How many of the lines below contain the word "whose"? Reply with the number alone.

Stored items from a collection:
+--

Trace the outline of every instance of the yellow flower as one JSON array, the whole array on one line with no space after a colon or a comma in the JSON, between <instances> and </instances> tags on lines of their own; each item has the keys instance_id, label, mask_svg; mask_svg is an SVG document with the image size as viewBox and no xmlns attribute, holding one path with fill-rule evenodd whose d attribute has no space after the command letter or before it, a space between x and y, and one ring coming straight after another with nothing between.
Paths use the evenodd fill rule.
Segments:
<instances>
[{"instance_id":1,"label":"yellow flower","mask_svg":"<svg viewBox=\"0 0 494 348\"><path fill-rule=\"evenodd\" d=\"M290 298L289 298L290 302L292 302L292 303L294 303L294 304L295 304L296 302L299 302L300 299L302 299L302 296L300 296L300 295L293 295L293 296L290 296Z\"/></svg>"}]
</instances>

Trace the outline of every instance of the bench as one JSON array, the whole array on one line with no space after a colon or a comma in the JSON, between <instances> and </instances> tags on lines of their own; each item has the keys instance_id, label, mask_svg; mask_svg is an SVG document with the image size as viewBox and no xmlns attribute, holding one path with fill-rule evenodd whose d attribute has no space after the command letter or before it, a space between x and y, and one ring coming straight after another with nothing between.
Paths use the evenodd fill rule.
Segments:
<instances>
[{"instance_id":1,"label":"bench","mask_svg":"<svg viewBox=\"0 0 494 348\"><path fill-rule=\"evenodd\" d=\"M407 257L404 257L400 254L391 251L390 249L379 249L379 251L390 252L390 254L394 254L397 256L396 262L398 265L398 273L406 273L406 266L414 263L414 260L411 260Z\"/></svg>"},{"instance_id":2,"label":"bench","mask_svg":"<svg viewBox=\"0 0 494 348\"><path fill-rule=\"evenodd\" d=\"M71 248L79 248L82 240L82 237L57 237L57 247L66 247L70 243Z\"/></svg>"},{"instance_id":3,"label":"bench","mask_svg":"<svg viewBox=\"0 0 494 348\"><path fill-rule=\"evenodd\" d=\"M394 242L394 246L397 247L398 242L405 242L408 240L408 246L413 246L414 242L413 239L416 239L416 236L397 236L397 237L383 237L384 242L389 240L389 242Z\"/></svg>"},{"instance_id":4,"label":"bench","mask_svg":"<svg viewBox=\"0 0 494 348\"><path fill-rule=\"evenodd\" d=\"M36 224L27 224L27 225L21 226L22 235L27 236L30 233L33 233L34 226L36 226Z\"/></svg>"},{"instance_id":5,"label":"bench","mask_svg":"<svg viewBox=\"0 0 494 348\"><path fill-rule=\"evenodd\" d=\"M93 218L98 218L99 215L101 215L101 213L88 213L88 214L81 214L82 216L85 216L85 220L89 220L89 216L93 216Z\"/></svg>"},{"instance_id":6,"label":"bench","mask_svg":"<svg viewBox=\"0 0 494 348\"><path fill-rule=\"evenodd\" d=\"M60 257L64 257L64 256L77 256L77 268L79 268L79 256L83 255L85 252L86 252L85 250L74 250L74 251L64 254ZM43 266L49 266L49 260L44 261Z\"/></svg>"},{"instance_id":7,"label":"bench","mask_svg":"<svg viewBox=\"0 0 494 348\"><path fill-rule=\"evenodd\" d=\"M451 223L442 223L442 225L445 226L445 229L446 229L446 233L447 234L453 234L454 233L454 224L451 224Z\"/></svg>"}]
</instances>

+--

**Output for this task**
2